+++ SUPPLIED MATERIAL +++

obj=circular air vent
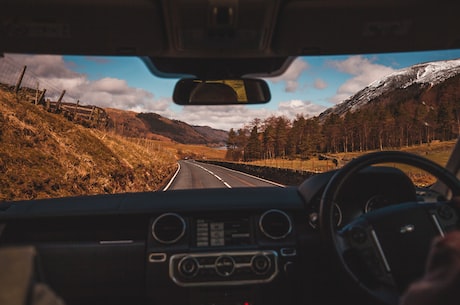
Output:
[152,213,186,244]
[259,210,292,239]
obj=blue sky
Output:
[0,50,460,130]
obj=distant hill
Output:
[319,59,460,121]
[0,90,176,201]
[106,108,228,145]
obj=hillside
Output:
[137,113,227,144]
[319,59,460,121]
[0,91,176,200]
[106,108,228,146]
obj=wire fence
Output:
[0,57,109,127]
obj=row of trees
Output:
[227,100,460,161]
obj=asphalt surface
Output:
[165,160,282,190]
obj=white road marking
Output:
[193,163,232,189]
[199,164,286,188]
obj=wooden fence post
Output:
[37,89,46,104]
[73,100,80,119]
[56,90,65,110]
[14,66,27,93]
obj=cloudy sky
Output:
[0,50,460,130]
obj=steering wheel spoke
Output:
[319,152,460,305]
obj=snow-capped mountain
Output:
[319,59,460,119]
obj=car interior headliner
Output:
[0,0,460,77]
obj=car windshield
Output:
[0,50,460,201]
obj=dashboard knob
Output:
[251,255,271,274]
[178,257,198,277]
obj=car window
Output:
[0,50,460,200]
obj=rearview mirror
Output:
[173,78,271,105]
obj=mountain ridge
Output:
[319,59,460,121]
[105,108,228,146]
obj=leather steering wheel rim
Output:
[319,151,460,304]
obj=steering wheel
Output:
[319,151,460,305]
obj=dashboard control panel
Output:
[169,250,278,287]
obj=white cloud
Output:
[171,100,326,130]
[313,78,327,90]
[328,55,395,104]
[267,58,309,92]
[0,54,176,115]
[0,55,325,130]
[276,100,326,119]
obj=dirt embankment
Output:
[0,91,176,200]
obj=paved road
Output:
[166,160,281,190]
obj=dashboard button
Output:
[178,257,198,277]
[216,255,235,277]
[251,255,271,274]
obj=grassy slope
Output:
[244,141,455,186]
[0,91,176,200]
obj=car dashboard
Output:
[0,167,415,305]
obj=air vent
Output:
[259,210,292,239]
[152,213,186,244]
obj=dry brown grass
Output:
[0,92,176,200]
[241,141,455,186]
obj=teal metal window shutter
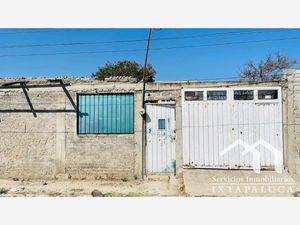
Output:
[78,93,134,134]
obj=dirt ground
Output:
[0,178,182,197]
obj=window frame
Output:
[232,88,255,101]
[257,88,279,101]
[206,89,228,101]
[184,91,205,102]
[76,92,135,136]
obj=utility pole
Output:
[142,28,152,179]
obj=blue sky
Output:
[0,28,300,80]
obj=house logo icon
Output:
[220,139,283,173]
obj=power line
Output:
[0,28,102,35]
[0,29,297,49]
[0,37,300,58]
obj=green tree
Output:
[92,60,156,82]
[240,53,297,81]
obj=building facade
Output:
[0,70,300,185]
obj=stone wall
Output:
[285,70,300,176]
[0,78,300,179]
[0,82,141,179]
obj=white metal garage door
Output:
[182,87,283,168]
[146,104,176,173]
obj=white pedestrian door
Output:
[146,104,176,173]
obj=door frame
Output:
[144,101,177,176]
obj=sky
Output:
[0,28,300,81]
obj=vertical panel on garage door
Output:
[182,87,283,168]
[146,104,176,173]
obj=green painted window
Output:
[158,119,166,130]
[77,93,134,134]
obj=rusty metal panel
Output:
[182,87,283,169]
[146,104,176,173]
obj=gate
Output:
[182,87,283,169]
[146,104,176,173]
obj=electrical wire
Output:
[0,37,300,58]
[0,29,298,49]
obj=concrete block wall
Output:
[285,70,300,177]
[0,90,62,177]
[0,78,300,179]
[0,82,141,179]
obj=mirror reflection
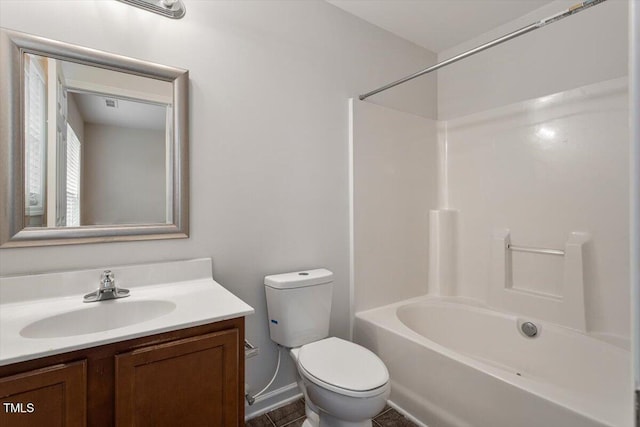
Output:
[23,53,173,227]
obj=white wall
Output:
[0,0,435,412]
[437,0,628,120]
[67,92,84,144]
[80,123,167,225]
[352,100,438,312]
[438,0,630,342]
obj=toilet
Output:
[264,268,391,427]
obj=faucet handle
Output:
[100,270,115,286]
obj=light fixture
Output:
[118,0,186,19]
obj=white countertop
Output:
[0,260,254,366]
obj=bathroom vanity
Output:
[0,259,253,427]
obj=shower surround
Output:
[353,78,632,427]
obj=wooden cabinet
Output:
[0,360,87,427]
[116,330,241,427]
[0,318,244,427]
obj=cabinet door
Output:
[0,360,87,427]
[116,329,242,427]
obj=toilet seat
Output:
[297,337,389,398]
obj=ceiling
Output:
[326,0,551,53]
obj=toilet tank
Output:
[264,268,333,348]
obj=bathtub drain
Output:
[520,322,538,338]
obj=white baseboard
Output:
[387,400,429,427]
[244,383,302,421]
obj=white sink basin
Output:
[0,258,253,366]
[20,299,176,338]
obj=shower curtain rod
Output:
[359,0,606,101]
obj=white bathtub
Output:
[354,297,632,427]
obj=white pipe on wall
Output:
[629,0,640,417]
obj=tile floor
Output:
[245,399,417,427]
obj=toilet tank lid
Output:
[264,268,333,289]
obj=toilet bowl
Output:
[290,337,391,427]
[264,269,390,427]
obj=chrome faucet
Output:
[83,270,129,302]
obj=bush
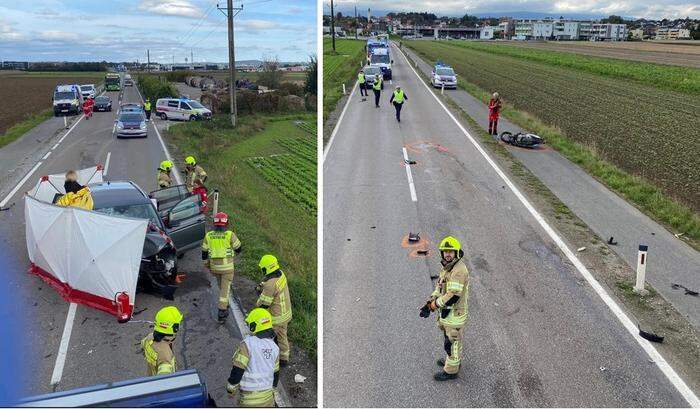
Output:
[137,75,177,101]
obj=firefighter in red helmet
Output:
[202,212,241,322]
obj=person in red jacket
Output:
[83,97,95,119]
[489,92,503,135]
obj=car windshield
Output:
[119,113,144,122]
[372,54,389,64]
[437,68,455,76]
[53,92,75,99]
[93,203,159,226]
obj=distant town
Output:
[323,9,700,41]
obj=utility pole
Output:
[331,0,335,52]
[355,4,358,40]
[216,0,243,127]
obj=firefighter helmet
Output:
[245,308,272,334]
[153,306,183,335]
[214,212,228,226]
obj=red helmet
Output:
[214,212,228,226]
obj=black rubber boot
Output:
[433,371,457,382]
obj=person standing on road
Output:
[143,98,151,121]
[255,254,292,367]
[141,306,183,376]
[156,160,173,189]
[489,92,503,135]
[357,70,367,97]
[389,85,408,122]
[185,156,207,193]
[372,75,382,108]
[202,212,241,323]
[422,236,469,381]
[226,308,280,408]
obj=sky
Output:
[323,0,700,19]
[0,0,317,63]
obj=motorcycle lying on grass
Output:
[500,131,544,149]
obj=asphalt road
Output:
[403,44,700,329]
[0,77,240,406]
[323,42,688,407]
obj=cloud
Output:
[139,0,204,18]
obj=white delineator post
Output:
[212,189,219,214]
[634,244,649,295]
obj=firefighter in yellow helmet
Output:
[226,308,280,407]
[420,236,469,381]
[185,156,207,193]
[255,254,292,367]
[202,212,241,322]
[141,306,183,376]
[157,160,173,189]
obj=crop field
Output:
[0,71,104,135]
[247,126,316,217]
[498,41,700,68]
[323,38,365,121]
[405,41,700,212]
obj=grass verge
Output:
[448,41,700,95]
[0,109,53,148]
[168,114,317,359]
[406,42,700,250]
[323,38,365,123]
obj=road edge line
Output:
[50,303,78,385]
[394,44,700,407]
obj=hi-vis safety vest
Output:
[141,335,177,376]
[240,335,280,391]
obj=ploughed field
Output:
[498,41,700,68]
[0,71,104,135]
[404,41,700,212]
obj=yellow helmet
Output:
[439,236,464,258]
[245,308,272,334]
[258,254,280,274]
[153,306,183,335]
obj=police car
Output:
[430,61,457,89]
[156,98,211,121]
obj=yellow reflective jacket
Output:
[56,187,94,210]
[255,270,292,325]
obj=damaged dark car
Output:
[89,182,205,299]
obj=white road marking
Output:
[51,303,78,385]
[323,81,358,165]
[0,162,44,207]
[136,87,182,185]
[102,152,112,176]
[402,147,418,202]
[394,41,700,408]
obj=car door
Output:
[148,185,190,219]
[164,195,205,253]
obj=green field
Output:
[167,114,317,359]
[323,38,365,122]
[404,41,700,218]
[442,41,700,95]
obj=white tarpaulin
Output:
[24,168,148,314]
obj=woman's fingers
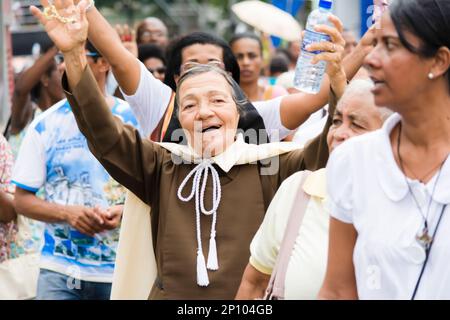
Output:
[40,0,50,8]
[306,41,344,53]
[30,6,47,26]
[328,14,344,33]
[311,52,341,64]
[314,24,345,46]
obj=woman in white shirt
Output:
[236,80,390,300]
[320,0,450,299]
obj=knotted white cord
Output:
[178,159,222,287]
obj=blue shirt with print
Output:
[18,99,137,282]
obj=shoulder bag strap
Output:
[264,171,311,300]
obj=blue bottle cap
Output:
[319,0,333,10]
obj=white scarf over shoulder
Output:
[111,135,299,300]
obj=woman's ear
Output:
[40,74,50,88]
[430,47,450,78]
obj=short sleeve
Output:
[12,127,47,193]
[326,143,354,224]
[122,62,172,137]
[253,97,293,142]
[250,175,301,274]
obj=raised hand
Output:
[307,15,345,80]
[115,24,139,58]
[30,0,89,53]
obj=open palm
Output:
[30,0,89,52]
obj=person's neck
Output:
[241,81,261,101]
[402,85,450,150]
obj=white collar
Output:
[158,134,300,172]
[374,113,450,204]
[159,134,299,287]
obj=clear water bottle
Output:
[294,0,333,94]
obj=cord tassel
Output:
[208,234,219,271]
[197,249,209,287]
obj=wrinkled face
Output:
[144,58,166,82]
[139,21,169,48]
[342,31,358,57]
[231,38,263,84]
[365,12,432,113]
[327,95,383,153]
[178,72,239,158]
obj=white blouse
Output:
[327,114,450,299]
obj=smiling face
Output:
[231,38,263,84]
[327,82,383,153]
[365,12,432,113]
[177,71,239,158]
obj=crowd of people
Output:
[0,0,450,300]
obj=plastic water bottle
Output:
[294,0,333,94]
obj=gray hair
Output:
[338,79,393,122]
[175,64,249,117]
[144,17,169,36]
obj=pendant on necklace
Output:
[416,228,433,248]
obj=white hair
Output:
[338,79,393,122]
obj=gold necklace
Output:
[397,122,446,248]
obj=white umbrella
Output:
[231,0,302,41]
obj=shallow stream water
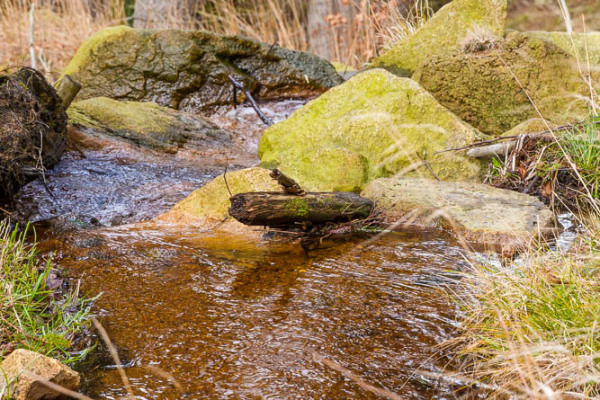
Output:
[18,103,474,399]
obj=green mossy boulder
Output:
[158,168,281,229]
[361,178,555,255]
[508,31,600,65]
[374,0,506,76]
[68,97,231,153]
[258,69,485,191]
[64,26,342,109]
[413,33,590,136]
[0,68,67,197]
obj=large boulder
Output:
[68,97,231,153]
[374,0,506,76]
[157,168,281,232]
[520,31,600,65]
[0,349,80,400]
[413,33,590,135]
[64,26,342,109]
[258,69,484,191]
[362,178,555,255]
[0,68,67,197]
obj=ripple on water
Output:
[37,228,463,399]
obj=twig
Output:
[229,75,273,126]
[417,153,441,182]
[29,1,37,69]
[223,162,233,198]
[198,217,229,233]
[90,317,135,400]
[433,121,600,155]
[313,353,402,400]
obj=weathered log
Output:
[229,192,373,226]
[54,75,81,110]
[467,141,517,158]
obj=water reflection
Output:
[37,227,464,399]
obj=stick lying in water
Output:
[229,75,273,126]
[313,353,403,400]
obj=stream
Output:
[17,102,468,400]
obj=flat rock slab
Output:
[63,26,343,110]
[362,178,555,254]
[0,349,80,400]
[68,97,232,153]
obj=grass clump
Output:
[0,223,92,364]
[487,117,600,213]
[452,224,600,399]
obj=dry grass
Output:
[0,0,124,77]
[0,0,431,78]
[453,222,600,399]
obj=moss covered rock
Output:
[361,178,554,254]
[64,26,342,109]
[68,97,231,153]
[258,69,483,191]
[413,33,589,135]
[374,0,506,76]
[508,31,600,66]
[158,168,281,229]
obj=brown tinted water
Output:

+++

- [STATED EXERCISE] Recast the lines from the line with "obj=white wall" up to and including the line with "[634,244,649,295]" as a two-column CSV with the headers object and boxes. Each row should hold one obj= text and its coordinates, with each value in a single quoted field, line breaks replaced by spaces, and picture markers left out.

- [TASK RESPONSE]
object,boxes
"obj=white wall Output:","[0,0,435,412] [437,0,628,120] [67,92,84,144] [80,123,167,225] [352,100,438,312] [438,0,630,342]"
"obj=toilet Output:","[264,268,391,427]"
"obj=faucet handle Output:","[100,270,115,286]"
"obj=light fixture Output:","[118,0,186,19]"
"obj=white countertop Output:","[0,260,254,366]"
"obj=bathroom vanity Output:","[0,259,253,427]"
"obj=shower surround Output:","[353,78,632,427]"
"obj=wooden cabinet Output:","[0,360,87,427] [116,330,241,427] [0,318,244,427]"
"obj=cabinet door Output:","[0,360,87,427] [116,329,242,427]"
"obj=toilet seat Output:","[297,337,389,398]"
"obj=ceiling Output:","[326,0,551,53]"
"obj=toilet tank Output:","[264,268,333,348]"
"obj=bathtub drain Output:","[520,322,538,338]"
"obj=white baseboard Output:","[387,400,429,427] [244,383,302,421]"
"obj=white sink basin Output:","[0,258,253,366] [20,299,176,338]"
"obj=shower curtain rod Output:","[359,0,606,101]"
"obj=white bathtub Output:","[354,297,632,427]"
"obj=white pipe on wall Output:","[629,0,640,417]"
"obj=tile floor Output:","[245,399,417,427]"
"obj=toilet tank lid Output:","[264,268,333,289]"
"obj=toilet bowl Output:","[290,337,391,427] [264,269,390,427]"
"obj=chrome faucet Output:","[83,270,129,302]"
"obj=bush Output:","[137,75,177,101]"
"obj=firefighter in red helmet Output:","[202,212,241,322]"
"obj=person in red jacket Output:","[83,97,95,119] [489,92,503,135]"
"obj=car windshield Output:","[119,113,144,122] [372,54,389,64] [437,68,455,76] [53,92,75,99] [93,203,159,226]"
"obj=distant town Output:","[323,9,700,41]"
"obj=utility pole Output:","[331,0,335,52] [355,4,358,40] [216,0,243,127]"
"obj=firefighter helmet Output:","[245,308,272,334] [153,306,183,335] [214,212,228,226]"
"obj=red helmet Output:","[214,212,228,226]"
"obj=black rubber boot Output:","[433,371,457,382]"
"obj=person standing on road Output:","[143,98,151,121] [255,254,292,367] [141,306,183,376] [156,160,173,189] [489,92,503,135] [357,70,367,97] [389,85,408,122] [185,156,207,193] [372,75,382,108] [202,212,241,323] [422,236,469,381] [226,308,280,408]"
"obj=sky Output:","[323,0,700,19] [0,0,317,63]"
"obj=motorcycle lying on grass Output:","[500,131,544,149]"
"obj=asphalt road Output:","[403,44,700,329] [0,77,240,406] [323,42,688,407]"
"obj=cloud Output:","[139,0,204,18]"
"obj=white delineator post Output:","[212,189,219,214] [634,244,649,295]"